Filter the records down to every line that contains the word "order", and copy those lines. Case counts when matching.

[[ STUDY MATERIAL open ]]

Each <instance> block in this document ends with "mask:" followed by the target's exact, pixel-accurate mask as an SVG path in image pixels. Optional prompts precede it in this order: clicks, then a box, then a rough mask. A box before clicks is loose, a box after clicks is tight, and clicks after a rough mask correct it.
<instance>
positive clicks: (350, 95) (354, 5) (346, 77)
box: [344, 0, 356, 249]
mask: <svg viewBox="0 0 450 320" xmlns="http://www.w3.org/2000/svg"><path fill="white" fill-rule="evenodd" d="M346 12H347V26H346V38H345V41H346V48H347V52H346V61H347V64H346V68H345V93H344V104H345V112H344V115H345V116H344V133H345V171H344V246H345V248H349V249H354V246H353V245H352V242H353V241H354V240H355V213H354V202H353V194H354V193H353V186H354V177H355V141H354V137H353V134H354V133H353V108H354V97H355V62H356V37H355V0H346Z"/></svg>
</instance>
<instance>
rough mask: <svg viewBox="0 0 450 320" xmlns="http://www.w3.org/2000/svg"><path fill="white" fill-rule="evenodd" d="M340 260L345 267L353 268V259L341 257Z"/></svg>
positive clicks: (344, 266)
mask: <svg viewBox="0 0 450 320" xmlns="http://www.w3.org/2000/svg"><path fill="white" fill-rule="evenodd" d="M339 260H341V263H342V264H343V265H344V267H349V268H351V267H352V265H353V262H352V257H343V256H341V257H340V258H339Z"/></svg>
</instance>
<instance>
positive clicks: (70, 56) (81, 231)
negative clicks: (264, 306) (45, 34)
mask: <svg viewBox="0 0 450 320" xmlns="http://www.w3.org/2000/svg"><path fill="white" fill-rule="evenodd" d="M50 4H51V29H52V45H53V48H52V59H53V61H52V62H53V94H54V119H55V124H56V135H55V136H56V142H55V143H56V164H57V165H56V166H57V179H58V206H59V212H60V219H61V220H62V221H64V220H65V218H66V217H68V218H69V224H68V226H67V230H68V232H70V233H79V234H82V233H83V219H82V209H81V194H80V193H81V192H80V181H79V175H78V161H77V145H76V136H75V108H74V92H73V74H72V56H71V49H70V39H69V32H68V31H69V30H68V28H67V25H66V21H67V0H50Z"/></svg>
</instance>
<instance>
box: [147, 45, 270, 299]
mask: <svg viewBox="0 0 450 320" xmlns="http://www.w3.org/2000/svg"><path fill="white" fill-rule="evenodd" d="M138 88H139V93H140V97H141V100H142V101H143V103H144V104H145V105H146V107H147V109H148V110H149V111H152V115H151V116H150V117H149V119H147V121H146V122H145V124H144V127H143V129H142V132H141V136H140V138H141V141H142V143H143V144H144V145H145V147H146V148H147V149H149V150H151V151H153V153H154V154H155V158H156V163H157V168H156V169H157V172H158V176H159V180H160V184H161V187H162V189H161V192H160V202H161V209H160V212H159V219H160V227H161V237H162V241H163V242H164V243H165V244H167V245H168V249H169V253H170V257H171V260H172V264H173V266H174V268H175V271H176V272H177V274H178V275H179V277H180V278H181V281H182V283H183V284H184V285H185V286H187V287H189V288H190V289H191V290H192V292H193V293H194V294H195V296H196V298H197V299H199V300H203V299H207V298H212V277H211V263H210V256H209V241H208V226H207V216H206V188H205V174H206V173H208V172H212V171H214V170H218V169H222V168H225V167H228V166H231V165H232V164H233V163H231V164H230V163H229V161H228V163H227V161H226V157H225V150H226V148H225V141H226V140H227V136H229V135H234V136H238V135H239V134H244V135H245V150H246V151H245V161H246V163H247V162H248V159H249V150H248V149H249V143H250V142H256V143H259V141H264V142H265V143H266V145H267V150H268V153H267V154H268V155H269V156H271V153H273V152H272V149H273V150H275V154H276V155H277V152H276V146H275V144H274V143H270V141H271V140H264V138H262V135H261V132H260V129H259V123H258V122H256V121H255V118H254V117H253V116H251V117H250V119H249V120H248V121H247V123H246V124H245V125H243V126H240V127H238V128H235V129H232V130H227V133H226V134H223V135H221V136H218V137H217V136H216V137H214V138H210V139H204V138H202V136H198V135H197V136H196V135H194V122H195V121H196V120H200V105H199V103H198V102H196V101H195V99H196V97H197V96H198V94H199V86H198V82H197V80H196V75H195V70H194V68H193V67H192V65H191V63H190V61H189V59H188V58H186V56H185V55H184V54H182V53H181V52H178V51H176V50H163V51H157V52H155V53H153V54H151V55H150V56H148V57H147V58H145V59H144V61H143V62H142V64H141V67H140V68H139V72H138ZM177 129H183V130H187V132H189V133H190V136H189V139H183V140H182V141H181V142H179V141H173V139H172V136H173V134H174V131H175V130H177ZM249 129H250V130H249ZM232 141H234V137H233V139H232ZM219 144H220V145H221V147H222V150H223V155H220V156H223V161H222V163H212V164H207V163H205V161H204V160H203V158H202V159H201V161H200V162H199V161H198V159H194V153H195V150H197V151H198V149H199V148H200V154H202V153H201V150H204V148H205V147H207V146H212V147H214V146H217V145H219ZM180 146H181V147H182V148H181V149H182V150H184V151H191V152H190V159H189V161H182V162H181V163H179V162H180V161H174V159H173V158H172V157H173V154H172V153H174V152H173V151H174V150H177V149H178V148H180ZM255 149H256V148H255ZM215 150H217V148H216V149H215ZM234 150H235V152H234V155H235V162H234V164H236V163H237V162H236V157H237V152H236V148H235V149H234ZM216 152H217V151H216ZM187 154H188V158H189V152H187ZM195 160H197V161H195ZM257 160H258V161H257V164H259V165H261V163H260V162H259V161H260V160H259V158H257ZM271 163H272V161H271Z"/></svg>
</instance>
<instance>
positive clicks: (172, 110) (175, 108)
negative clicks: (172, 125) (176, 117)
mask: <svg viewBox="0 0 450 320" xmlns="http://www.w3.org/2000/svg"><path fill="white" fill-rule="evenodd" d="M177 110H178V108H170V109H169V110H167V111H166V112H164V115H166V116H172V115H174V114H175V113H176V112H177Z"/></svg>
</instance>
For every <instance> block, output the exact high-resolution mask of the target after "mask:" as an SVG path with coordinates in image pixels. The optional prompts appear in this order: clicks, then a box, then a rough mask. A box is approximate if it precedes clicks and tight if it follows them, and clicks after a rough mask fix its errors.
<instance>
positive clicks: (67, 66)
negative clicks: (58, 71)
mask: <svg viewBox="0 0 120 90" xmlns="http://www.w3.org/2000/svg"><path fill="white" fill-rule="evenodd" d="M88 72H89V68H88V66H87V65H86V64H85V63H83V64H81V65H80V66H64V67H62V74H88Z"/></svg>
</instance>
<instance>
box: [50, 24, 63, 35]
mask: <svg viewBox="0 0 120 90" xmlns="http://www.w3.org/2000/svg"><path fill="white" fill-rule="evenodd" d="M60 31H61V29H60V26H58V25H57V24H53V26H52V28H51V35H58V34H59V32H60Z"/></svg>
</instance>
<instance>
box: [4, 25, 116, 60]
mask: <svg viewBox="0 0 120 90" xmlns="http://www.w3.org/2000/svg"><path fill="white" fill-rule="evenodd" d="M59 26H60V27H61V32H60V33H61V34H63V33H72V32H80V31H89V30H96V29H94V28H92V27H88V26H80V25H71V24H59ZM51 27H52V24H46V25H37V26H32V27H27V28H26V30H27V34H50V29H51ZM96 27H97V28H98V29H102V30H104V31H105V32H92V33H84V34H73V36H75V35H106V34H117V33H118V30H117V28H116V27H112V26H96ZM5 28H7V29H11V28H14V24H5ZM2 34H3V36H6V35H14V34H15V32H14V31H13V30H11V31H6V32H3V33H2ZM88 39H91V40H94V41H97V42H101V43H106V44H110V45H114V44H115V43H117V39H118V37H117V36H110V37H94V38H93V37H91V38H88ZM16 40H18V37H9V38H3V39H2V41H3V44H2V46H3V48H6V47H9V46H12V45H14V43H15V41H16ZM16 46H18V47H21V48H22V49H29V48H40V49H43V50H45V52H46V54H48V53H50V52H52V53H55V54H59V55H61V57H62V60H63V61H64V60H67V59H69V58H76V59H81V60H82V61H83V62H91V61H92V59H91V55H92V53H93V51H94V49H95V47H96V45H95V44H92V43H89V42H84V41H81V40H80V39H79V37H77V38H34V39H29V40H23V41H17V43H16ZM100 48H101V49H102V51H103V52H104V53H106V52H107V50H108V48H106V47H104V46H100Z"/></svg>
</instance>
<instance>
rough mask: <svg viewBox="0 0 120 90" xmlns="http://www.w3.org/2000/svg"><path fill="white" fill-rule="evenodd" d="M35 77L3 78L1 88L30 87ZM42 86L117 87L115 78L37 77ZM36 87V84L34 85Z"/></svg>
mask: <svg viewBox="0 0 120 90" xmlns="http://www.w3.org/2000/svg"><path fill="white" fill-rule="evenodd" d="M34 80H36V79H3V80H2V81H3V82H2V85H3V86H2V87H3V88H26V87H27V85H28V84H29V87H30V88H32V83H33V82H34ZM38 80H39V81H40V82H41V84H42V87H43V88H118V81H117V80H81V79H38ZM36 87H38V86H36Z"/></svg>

[[ STUDY MATERIAL closed ]]

SOLUTION TO THIS PROBLEM =>
Each <instance> block in this document ends with "mask:" followed by the target's exact, pixel-accurate mask as an SVG path in image pixels. Optional prompts precede it in this order: clicks, then a box, then a rough mask. A box before clicks is loose, a box after clicks is tight, and clicks after a rough mask correct it.
For every <instance> block, output the exact high-resolution mask of the target after "mask:" as an SVG path with coordinates in image pixels. The optional prompts appear in this order: clicks, then a box, then a rough mask. A box is approximate if it precedes clicks and tight if it follows them, and clicks after a rough mask fix its errors.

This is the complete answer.